TASK PROMPT:
Give the records back in full, exactly as they read.

Pointing records:

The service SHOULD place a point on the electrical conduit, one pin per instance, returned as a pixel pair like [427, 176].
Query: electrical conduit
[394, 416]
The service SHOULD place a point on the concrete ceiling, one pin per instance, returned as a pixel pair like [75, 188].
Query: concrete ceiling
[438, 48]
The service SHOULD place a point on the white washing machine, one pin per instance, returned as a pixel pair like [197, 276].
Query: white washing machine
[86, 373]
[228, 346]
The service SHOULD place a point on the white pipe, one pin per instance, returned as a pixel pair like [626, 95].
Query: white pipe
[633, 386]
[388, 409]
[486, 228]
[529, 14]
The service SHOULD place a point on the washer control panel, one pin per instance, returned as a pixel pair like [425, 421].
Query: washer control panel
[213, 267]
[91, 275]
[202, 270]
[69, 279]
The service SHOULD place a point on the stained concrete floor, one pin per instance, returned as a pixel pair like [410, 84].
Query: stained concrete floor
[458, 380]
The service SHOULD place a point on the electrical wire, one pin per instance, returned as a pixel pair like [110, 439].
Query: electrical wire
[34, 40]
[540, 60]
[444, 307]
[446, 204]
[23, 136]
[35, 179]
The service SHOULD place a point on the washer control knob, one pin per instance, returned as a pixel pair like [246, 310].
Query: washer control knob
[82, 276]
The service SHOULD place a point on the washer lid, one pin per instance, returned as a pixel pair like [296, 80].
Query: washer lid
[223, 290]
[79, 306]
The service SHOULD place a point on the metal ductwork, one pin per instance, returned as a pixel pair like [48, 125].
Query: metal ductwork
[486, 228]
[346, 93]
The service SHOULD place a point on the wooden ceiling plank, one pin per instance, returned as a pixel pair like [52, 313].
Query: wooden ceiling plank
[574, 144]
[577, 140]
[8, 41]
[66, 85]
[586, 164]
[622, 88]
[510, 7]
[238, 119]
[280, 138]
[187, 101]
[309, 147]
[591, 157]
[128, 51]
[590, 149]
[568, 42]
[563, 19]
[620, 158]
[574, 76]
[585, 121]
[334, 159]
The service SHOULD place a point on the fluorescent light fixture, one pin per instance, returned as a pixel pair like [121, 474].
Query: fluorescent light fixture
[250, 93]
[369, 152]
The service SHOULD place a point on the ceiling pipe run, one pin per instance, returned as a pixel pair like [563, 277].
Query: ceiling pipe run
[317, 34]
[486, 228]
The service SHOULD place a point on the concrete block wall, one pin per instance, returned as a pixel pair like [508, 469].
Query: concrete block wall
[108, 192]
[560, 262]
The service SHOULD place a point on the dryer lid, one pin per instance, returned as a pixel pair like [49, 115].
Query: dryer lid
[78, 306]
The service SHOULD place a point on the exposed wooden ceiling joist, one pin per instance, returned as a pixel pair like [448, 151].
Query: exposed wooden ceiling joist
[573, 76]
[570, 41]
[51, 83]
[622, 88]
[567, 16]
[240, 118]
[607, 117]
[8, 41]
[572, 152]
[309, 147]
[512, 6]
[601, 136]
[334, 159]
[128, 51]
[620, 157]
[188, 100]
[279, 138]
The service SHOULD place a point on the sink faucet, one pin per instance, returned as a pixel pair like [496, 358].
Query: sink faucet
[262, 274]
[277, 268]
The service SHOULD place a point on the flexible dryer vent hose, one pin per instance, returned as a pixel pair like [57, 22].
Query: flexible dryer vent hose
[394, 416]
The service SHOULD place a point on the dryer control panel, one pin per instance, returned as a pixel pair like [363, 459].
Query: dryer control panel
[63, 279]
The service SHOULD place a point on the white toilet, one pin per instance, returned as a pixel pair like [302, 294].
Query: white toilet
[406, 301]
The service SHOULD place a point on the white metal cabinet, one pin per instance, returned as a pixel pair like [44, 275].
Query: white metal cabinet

SOLVED PROBLEM:
The service SHOULD place a point on the electrical conduit, one pin per instance, returned as a pixel pair like [427, 176].
Query: electrical conduit
[394, 416]
The service SHOULD place a point on the concrete ceiling, one pin per instance, returned as a pixel pair like [75, 188].
Query: concrete ceiling
[438, 48]
The service SHOULD place a point on the white washing machine, one pin per instance, returned as a pixel pair like [197, 276].
Query: white washing machine
[86, 373]
[228, 346]
The service SHOULD place a point on the white pipe, one pin per instance, returned as a pixel pair like [626, 95].
Query: white pipe
[633, 386]
[388, 409]
[486, 228]
[529, 14]
The service SHOULD place a point on the washer control panel, one pin per instance, returned as a pixel pair like [425, 421].
Query: washer control panel
[213, 267]
[91, 275]
[202, 270]
[69, 279]
The service SHOULD place a point on the stained concrete floor, one pin per instance, returned as a pixel pair like [410, 84].
Query: stained concrete floor
[458, 380]
The service SHOULD place a point on the electrical wire, one pin per instance, returned as a pixel pair like [110, 439].
Query: electrical wire
[34, 40]
[540, 60]
[444, 307]
[446, 204]
[23, 136]
[35, 179]
The service SHOULD place a point on the washer control knob, one pin per instance, returned as a pixel pair like [246, 310].
Query: washer control knob
[82, 276]
The service SHOULD place a point on the washer lid, one pin per instance, returned as a pixel pair like [296, 80].
Query: washer lid
[223, 290]
[79, 306]
The service SHOULD place a point on the metal ductwork, one pin per instance, returned as a pixel pair like [48, 125].
Query: metal ductwork
[486, 228]
[346, 93]
The service SHOULD place a point on the wooden ceiling plank, one pin per instance, returned as a pixel pair like [52, 313].
Query: wooden ceiling plank
[574, 144]
[577, 140]
[8, 41]
[66, 85]
[586, 164]
[622, 88]
[510, 7]
[238, 119]
[280, 138]
[187, 101]
[309, 147]
[591, 157]
[128, 51]
[590, 149]
[568, 42]
[563, 19]
[620, 158]
[574, 76]
[585, 121]
[334, 159]
The service SHOULD place a point on the fluorescent light fixture, one pin per instance, returned as a pixel pair like [121, 474].
Query: fluorescent light fixture
[250, 93]
[369, 152]
The service SHOULD place a point on the ceiling pipe run, one pin per instance, returned as a pixel pair like [563, 277].
Query: ceiling pipe run
[317, 34]
[486, 228]
The service SHOULD place a point on the concrete block wall, one pin per instance, returned as a pixel pair like [508, 469].
Query: concrete block wall
[108, 192]
[560, 262]
The service SHOULD place a point on the dryer lid, one pin per instance, returned as a pixel pair like [49, 115].
Query: dryer lid
[78, 306]
The service SHOULD place a point on the exposed wooden ceiling joist, one pin per instance, returned as a pixel pair like [448, 151].
Query: exposed wooden ceiling joist
[573, 76]
[570, 41]
[51, 83]
[622, 88]
[567, 16]
[240, 118]
[607, 117]
[8, 41]
[572, 152]
[309, 147]
[512, 6]
[601, 136]
[334, 159]
[128, 51]
[620, 157]
[188, 100]
[279, 138]
The service SHOULD place a point on the sink faucet, one pin per instance, returned as a pixel pair like [496, 358].
Query: sink faucet
[262, 274]
[277, 268]
The service SHOULD place a point on the flexible dryer vent hose, one pin per instance, returned as a pixel pair like [57, 22].
Query: flexible dryer vent hose
[394, 416]
The service SHOULD place a point on the dryer control panel, one pin per instance, returned as a pixel pair like [363, 459].
Query: dryer control panel
[63, 279]
The service SHOULD place a point on the white toilet, one pin per instance, returned as a pixel pair like [302, 294].
Query: white toilet
[406, 301]
The service SHOULD place a point on the white metal cabinet, one pin per instance, returned as a pixel pair like [44, 275].
Query: white metal cabinet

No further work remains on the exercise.